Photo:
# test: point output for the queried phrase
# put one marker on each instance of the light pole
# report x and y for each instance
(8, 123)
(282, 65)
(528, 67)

________

## TASK REQUIREMENTS
Copy every line of the records above word for word, in the same order.

## OUTPUT FOR THIS TASK
Photo:
# test: point output for the queried phrase
# put one marker on each instance of the light pole
# report x and y for each instance
(8, 123)
(282, 65)
(528, 67)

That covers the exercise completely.